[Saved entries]
****
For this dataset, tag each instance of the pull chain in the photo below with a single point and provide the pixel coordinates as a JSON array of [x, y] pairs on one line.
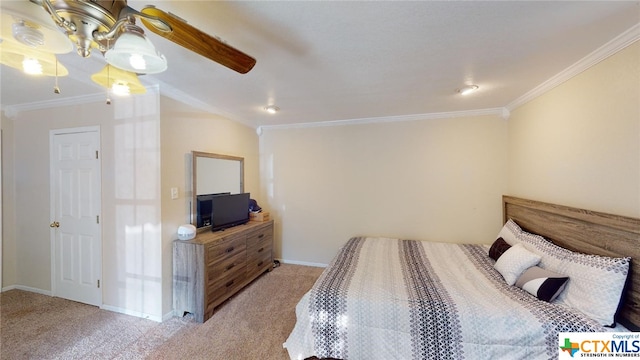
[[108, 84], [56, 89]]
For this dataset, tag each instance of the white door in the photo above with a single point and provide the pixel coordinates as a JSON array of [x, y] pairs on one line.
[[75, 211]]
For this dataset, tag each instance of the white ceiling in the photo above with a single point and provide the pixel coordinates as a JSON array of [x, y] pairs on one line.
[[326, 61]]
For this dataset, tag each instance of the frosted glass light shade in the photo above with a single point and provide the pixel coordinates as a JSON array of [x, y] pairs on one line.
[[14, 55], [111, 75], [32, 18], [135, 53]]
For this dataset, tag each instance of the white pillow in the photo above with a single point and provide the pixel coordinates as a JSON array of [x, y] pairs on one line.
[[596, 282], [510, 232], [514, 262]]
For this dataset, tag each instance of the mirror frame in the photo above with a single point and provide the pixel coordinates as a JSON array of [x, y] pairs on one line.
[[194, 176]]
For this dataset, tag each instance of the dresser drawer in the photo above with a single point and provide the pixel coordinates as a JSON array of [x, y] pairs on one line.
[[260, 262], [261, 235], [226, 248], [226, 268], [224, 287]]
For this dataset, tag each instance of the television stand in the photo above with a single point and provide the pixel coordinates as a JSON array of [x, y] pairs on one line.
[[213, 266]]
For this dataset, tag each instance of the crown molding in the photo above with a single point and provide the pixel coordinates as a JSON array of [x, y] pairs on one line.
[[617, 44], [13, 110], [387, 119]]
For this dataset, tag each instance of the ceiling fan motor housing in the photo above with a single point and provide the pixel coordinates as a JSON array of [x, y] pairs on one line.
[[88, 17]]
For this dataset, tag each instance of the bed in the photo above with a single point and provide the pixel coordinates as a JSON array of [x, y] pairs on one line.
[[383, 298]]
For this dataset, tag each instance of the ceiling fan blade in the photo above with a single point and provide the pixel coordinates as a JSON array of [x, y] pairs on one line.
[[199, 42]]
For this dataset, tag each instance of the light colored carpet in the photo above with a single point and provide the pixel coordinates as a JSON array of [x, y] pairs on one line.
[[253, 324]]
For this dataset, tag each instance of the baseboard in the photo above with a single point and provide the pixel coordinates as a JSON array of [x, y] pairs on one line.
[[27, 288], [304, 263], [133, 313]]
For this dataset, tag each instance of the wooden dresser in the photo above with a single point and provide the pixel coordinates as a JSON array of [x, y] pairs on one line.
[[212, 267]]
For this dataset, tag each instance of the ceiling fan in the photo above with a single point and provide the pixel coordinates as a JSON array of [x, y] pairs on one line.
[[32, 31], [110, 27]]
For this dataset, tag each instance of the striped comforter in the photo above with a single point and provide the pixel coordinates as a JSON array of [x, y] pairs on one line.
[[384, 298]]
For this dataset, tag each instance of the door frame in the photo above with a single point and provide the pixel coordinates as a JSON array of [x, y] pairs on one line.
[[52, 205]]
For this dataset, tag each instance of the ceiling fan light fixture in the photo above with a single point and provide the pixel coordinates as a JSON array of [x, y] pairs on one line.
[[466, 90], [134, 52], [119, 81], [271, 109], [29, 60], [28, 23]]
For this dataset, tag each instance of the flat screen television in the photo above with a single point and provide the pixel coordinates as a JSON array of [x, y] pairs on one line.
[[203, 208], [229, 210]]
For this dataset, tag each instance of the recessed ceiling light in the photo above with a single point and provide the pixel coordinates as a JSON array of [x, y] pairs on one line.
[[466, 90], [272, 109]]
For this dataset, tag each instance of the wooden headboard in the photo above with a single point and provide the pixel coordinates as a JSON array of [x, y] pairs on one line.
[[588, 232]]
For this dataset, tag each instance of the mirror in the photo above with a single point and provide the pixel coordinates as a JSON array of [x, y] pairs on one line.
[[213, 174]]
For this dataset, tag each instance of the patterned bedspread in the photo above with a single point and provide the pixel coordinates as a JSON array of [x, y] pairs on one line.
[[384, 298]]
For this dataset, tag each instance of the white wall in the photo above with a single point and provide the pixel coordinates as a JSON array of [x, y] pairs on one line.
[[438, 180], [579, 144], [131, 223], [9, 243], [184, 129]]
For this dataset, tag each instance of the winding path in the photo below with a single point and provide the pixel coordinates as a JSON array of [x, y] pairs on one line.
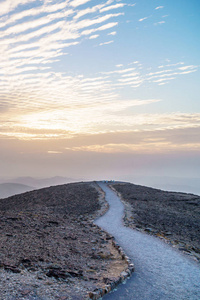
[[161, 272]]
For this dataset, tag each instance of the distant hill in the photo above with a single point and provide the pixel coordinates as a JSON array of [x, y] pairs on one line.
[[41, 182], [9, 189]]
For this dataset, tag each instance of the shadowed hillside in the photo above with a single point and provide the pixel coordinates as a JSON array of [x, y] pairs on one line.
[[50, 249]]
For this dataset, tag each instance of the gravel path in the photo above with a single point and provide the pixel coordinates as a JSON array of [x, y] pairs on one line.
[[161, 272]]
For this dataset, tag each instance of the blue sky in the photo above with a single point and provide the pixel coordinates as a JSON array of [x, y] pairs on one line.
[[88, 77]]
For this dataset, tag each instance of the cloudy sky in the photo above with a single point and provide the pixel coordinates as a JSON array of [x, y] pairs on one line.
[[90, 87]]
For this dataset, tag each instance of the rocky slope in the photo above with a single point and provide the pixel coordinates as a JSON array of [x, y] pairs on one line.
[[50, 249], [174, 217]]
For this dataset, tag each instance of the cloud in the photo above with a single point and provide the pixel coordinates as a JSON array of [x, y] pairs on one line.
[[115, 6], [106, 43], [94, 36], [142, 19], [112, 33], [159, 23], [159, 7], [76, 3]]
****
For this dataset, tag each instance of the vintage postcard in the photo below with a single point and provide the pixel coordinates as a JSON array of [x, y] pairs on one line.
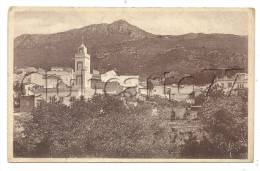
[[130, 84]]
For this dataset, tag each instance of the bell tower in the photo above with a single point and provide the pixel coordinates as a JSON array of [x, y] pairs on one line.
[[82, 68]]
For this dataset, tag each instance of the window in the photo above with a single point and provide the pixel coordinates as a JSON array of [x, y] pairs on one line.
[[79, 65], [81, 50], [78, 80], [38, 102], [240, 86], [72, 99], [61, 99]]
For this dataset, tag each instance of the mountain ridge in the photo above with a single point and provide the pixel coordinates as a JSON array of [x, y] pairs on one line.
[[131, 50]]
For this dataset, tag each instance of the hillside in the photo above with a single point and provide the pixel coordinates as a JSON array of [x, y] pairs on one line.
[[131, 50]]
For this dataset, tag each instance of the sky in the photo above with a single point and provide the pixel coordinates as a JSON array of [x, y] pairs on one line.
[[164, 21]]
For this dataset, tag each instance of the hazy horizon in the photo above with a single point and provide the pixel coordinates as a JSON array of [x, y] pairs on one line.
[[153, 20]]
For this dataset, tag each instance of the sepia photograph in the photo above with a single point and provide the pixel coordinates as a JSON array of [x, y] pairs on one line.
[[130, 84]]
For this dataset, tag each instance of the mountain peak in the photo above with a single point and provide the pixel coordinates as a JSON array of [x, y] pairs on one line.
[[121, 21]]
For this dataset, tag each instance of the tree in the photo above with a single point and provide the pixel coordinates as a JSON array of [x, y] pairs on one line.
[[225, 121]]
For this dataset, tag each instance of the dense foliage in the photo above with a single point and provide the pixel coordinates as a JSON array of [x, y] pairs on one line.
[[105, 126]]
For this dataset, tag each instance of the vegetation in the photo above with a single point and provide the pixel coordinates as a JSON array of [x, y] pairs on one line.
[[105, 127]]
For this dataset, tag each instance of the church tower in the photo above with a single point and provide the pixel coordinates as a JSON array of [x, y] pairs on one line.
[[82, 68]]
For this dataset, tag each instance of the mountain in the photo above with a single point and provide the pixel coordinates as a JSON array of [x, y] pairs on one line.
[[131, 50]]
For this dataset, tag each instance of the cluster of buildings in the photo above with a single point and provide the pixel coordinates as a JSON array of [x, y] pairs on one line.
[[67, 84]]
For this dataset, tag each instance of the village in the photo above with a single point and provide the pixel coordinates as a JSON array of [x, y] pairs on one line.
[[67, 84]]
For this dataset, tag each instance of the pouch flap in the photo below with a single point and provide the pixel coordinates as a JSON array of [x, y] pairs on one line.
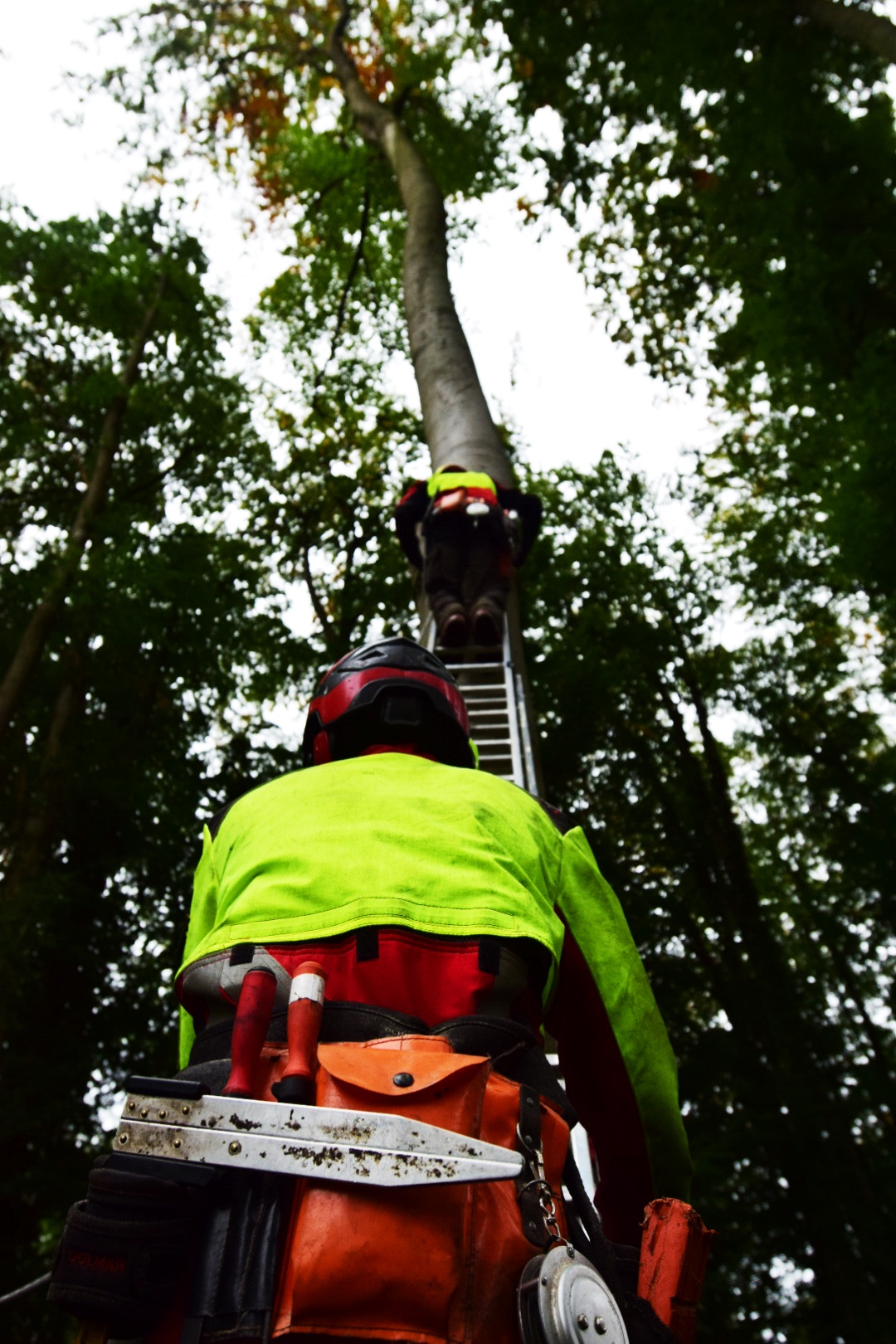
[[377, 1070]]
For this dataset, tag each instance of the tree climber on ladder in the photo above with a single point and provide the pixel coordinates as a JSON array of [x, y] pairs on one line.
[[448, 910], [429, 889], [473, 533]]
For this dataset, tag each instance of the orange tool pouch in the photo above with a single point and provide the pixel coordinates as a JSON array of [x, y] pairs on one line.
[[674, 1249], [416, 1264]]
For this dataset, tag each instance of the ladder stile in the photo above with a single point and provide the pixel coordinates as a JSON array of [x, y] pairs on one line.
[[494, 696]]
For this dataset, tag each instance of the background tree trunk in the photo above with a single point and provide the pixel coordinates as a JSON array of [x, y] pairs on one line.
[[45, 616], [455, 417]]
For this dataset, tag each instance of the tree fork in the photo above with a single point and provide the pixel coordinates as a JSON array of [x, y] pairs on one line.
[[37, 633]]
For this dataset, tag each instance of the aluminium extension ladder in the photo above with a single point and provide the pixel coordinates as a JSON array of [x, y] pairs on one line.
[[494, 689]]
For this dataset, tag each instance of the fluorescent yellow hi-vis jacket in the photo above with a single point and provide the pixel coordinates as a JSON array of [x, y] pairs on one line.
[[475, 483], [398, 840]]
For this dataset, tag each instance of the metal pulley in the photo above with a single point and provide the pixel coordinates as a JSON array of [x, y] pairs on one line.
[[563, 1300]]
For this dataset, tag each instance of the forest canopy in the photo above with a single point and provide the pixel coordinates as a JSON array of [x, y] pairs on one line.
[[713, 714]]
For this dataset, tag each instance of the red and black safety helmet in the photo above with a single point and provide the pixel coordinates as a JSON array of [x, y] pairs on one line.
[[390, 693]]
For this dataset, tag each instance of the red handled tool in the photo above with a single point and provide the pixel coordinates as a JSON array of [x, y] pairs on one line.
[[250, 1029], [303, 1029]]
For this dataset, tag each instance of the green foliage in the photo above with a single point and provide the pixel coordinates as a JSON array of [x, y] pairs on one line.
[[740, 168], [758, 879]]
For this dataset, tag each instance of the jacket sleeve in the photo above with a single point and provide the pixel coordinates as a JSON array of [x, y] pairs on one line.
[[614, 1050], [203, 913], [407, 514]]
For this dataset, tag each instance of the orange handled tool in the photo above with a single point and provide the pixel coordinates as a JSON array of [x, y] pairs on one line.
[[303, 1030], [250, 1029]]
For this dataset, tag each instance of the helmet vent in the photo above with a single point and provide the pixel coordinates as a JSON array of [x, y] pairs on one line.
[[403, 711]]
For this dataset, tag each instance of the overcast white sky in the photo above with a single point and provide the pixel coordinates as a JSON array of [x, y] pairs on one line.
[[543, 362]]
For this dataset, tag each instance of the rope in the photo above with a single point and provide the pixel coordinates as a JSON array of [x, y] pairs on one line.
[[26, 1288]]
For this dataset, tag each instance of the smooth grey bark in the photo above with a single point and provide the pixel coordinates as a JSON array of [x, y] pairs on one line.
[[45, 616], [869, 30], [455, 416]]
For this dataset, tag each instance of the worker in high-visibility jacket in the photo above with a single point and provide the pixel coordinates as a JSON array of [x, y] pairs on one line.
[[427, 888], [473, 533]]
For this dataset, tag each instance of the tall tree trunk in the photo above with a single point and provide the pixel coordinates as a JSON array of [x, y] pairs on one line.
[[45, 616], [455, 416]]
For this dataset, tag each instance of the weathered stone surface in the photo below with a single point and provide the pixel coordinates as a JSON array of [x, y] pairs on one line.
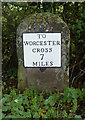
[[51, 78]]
****
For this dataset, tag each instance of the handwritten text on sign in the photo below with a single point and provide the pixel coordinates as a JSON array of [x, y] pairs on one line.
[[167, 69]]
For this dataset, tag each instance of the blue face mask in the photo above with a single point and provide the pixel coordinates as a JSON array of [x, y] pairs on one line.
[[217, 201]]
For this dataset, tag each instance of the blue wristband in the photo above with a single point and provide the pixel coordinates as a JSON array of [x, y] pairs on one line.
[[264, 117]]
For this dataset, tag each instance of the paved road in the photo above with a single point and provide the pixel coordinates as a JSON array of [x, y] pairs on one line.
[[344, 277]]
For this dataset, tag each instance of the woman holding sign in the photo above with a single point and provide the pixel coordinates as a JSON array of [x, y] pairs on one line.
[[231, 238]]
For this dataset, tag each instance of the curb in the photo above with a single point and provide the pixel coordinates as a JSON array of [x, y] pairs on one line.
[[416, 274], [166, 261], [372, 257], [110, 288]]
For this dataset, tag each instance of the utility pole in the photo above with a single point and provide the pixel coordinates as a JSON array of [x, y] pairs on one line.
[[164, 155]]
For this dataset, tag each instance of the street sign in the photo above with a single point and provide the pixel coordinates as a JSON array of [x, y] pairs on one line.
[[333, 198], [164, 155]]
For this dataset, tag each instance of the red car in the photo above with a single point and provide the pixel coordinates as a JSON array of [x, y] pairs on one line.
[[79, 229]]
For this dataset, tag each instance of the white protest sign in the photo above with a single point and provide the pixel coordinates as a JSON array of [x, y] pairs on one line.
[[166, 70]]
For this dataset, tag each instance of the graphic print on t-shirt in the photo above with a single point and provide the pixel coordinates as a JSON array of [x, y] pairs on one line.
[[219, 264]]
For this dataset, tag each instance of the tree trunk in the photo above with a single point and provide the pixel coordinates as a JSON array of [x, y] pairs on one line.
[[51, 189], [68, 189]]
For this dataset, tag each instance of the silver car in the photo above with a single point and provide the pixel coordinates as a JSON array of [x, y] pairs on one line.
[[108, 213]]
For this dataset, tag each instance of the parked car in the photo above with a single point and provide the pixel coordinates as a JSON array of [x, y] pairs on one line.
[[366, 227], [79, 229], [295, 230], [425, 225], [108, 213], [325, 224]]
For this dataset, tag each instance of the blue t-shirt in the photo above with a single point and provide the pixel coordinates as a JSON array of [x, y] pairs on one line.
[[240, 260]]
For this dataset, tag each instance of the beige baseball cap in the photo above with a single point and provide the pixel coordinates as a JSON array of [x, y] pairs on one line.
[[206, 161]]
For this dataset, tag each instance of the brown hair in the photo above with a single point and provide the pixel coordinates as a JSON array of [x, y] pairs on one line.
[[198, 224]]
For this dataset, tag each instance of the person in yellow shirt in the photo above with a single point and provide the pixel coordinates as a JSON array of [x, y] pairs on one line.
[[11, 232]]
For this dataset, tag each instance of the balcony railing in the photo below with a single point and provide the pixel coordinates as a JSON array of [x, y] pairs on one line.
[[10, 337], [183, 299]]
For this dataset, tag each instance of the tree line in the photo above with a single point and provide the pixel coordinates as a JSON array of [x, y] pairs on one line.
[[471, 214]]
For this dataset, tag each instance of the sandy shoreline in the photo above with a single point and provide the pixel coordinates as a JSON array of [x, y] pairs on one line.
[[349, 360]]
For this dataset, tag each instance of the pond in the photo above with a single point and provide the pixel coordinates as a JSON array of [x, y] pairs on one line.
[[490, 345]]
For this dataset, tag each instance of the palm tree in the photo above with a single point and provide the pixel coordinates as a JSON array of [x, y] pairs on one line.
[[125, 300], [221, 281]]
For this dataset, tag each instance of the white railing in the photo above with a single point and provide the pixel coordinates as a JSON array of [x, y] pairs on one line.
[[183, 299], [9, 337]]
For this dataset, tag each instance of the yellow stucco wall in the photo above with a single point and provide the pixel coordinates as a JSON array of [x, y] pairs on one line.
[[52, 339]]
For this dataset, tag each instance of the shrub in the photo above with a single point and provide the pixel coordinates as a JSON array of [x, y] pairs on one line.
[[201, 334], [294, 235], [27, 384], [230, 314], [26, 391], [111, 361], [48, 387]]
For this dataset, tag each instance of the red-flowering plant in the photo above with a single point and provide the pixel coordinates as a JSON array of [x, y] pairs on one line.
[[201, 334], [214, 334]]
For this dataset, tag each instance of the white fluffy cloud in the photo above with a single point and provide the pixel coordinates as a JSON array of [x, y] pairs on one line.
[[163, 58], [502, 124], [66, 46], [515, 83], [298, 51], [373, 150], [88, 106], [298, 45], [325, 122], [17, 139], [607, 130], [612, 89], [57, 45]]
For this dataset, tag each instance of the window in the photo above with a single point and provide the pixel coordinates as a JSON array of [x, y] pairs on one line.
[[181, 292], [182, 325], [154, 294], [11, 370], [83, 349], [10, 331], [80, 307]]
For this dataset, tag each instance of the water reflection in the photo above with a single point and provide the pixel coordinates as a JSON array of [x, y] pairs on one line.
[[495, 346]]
****
- [WHAT YOU WILL DO]
Report how many rows above contain the word "orange", with case counting, and give only the number.

- [EXERCISE SOLUTION]
2